#### Исходный текст:
+-------+

Но библейский Бог, как известно, рассудил иначе. В конце книги Иова мы читаем (XLII, 7): “сказал Господь Елифазу, Фемянитянину: возгорел гнев Мой на тебя и на двух друзей твоих за то, что вы не говорили предо Мною так справедливо, как раб Мой Иов”. Т. е. беспорочное (иначе “достоверное”) мышление друзей Иова, как жертва Каина, отвергнуто Богом, а “вопли” Иова Бог призрел.

Книга Иова, в которой “вопли” торжествуют над “мышлением”, в которой Бог признает, что ради человека может быть нарушен вечный порядок природы и скалы могут сдвигаться с мест своих, казалась грекам наиболее возмутительным из того, что мог придумать и сказать смертный. Для них было аксиомой, что “целое первее частей своих и ими предполагается”. Эти слова я, правда, взял из речи Соловьева об Огюсте Конте(28) — но идея не ему принадлежит, хотя он ее по всяким поводам многократно развивает. Идея стара, как и сама философия, и являлась всегда краеугольным камнем, на котором держались умозрительные системы как древности, так и нового времени. Сущность и смысл самого понятия “умозрения” — умного зрения в том и состоит, что человек приучается видеть в себе часть единого целого и убеждает себя, что смысл его существования, его “назначение” — безропотно и даже радостно сообразовать свою жизнь с бытием целого. В машине винты, колеса, передаточные ремни и т. д. Но и люди, из которых образуется вселенная, и отдельные части, из которых составляется машина, сами по себе значения не имеют. Смысл их бытия лишь в том, чтоб “целое” — машина в первом случае, мир — во втором, беспрепятственно функционировали и непрерывно двигались в однажды навсегда установленном направлении. Умное зрение открыло “всеединство” (еще Фалес “увидел”, что все есть вода, одна и та же вода) — и идея всеединства, идея целого, объединяющего бесконечное множество частей, стала и доныне остается основоположением философии. “Объяснить”, “понять” мироздание значит показать, что все части, из которых оно составляется — и живые люди и неодушевленные предметы, имеют чисто служебное назначение — они должны слушаться, подчиняться, повиноваться.

+-------+

#### Список записей:
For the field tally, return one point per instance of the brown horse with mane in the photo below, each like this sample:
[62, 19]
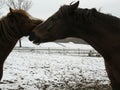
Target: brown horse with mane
[102, 31]
[15, 25]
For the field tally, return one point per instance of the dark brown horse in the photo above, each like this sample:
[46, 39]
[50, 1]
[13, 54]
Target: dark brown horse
[15, 25]
[102, 31]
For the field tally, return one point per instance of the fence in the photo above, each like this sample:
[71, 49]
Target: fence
[61, 51]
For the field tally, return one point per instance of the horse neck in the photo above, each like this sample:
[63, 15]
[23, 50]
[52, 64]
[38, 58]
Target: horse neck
[98, 31]
[7, 42]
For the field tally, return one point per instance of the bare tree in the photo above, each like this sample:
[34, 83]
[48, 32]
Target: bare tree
[19, 4]
[2, 2]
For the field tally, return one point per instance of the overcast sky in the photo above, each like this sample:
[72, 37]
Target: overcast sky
[45, 8]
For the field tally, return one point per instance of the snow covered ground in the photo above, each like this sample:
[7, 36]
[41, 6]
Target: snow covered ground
[35, 71]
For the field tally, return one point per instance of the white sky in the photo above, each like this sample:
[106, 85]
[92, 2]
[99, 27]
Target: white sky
[45, 8]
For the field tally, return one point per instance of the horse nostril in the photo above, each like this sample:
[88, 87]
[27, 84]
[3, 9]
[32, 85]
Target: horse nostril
[34, 38]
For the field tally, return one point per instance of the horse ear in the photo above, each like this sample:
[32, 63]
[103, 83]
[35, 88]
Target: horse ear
[75, 5]
[11, 10]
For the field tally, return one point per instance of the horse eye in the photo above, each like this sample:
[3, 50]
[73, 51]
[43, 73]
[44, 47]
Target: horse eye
[54, 18]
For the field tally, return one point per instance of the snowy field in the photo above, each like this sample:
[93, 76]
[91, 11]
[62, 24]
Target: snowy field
[35, 71]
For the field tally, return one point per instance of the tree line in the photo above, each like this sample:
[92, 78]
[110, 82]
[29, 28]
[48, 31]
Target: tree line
[16, 4]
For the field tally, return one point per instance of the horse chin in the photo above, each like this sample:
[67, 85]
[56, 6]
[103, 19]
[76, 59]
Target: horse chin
[37, 43]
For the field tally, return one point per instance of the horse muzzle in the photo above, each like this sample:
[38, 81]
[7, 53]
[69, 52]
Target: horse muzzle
[35, 39]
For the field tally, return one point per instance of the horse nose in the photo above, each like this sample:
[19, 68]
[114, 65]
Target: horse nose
[34, 38]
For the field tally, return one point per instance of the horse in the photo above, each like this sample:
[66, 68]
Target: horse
[16, 24]
[100, 30]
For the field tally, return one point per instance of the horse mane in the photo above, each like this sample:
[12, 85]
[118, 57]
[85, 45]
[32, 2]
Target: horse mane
[20, 11]
[88, 15]
[6, 31]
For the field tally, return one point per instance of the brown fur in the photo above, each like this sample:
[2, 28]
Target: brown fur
[102, 31]
[12, 27]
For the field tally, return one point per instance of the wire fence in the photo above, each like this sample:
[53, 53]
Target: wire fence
[60, 51]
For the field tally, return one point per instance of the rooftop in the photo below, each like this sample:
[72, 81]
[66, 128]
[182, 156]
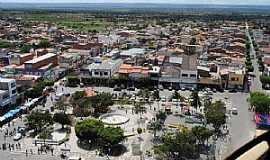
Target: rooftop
[133, 52]
[41, 58]
[108, 64]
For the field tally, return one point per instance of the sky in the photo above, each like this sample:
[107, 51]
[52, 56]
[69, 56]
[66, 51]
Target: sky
[233, 2]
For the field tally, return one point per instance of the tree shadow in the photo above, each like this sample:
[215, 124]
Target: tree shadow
[117, 150]
[86, 145]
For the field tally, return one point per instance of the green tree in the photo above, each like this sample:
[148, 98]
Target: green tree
[201, 133]
[101, 102]
[62, 118]
[161, 116]
[180, 145]
[156, 94]
[37, 120]
[26, 48]
[61, 105]
[88, 130]
[260, 101]
[110, 136]
[73, 81]
[155, 126]
[139, 108]
[193, 41]
[44, 43]
[215, 115]
[196, 102]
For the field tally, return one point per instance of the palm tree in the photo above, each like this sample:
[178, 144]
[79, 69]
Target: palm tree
[139, 108]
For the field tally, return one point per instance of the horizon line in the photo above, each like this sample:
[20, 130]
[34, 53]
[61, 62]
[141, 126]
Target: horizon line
[135, 3]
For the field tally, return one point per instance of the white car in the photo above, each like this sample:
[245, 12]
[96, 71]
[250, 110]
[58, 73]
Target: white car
[234, 111]
[17, 136]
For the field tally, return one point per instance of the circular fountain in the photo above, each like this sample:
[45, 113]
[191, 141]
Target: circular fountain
[114, 119]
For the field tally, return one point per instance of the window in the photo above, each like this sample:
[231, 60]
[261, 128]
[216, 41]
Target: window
[14, 91]
[4, 86]
[13, 85]
[184, 75]
[6, 96]
[234, 79]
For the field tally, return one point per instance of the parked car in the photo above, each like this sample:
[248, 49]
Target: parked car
[116, 88]
[233, 90]
[131, 89]
[17, 136]
[234, 111]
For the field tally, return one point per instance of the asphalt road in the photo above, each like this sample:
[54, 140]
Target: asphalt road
[255, 84]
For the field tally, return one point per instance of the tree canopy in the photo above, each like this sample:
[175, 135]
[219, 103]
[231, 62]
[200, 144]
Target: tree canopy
[62, 118]
[37, 120]
[181, 145]
[215, 114]
[94, 131]
[260, 101]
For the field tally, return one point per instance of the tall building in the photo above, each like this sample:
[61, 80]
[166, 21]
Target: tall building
[8, 91]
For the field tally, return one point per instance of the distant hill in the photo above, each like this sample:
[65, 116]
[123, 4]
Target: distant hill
[131, 7]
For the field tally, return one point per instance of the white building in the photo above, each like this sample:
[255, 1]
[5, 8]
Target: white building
[105, 69]
[8, 91]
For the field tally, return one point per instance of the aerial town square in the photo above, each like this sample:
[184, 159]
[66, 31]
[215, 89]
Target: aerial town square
[134, 81]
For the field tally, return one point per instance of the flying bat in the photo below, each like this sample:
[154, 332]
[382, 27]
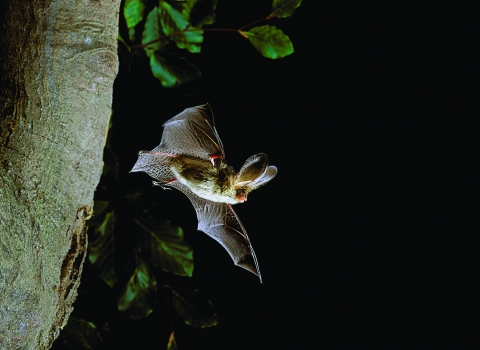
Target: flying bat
[191, 158]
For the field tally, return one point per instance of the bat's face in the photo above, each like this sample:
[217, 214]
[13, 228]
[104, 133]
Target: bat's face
[241, 195]
[253, 174]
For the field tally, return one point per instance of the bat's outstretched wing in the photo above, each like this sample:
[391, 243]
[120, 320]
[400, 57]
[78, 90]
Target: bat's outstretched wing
[219, 221]
[190, 133]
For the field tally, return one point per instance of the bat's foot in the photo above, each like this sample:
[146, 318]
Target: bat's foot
[163, 184]
[160, 154]
[216, 160]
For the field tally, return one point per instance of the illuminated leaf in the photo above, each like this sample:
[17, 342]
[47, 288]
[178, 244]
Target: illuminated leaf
[176, 26]
[100, 250]
[138, 296]
[165, 246]
[153, 31]
[270, 41]
[284, 8]
[80, 334]
[133, 13]
[172, 344]
[195, 310]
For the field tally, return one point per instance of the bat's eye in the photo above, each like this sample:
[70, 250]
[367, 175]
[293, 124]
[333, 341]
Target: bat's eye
[241, 196]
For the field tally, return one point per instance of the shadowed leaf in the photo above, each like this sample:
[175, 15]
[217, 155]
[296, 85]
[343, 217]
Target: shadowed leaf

+-------+

#### Задание:
Выпишите из текста о книге Иова отрывок между словами «Но библейский Бог, как» и «Иова Бог призрел.», включая их самих.

#### Ответ:
Но библейский Бог, как известно, рассудил иначе. В конце книги Иова мы читаем (XLII, 7): “сказал Господь Елифазу, Фемянитянину: возгорел гнев Мой на тебя и на двух друзей твоих за то, что вы не говорили предо Мною так справедливо, как раб Мой Иов”. Т. е. беспорочное (иначе “достоверное”) мышление друзей Иова, как жертва Каина, отвергнуто Богом, а “вопли” Иова Бог призрел.